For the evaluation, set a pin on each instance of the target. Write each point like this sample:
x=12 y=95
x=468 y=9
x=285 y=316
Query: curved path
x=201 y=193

_WHAT YOU HAVE TO DO_: Extract each line of the entries above that contains the string "like", copying every such line verbatim.

_COMPLETE OUTPUT_:
For the evaluation, set a pin on each instance of the target. Write each point like this sample:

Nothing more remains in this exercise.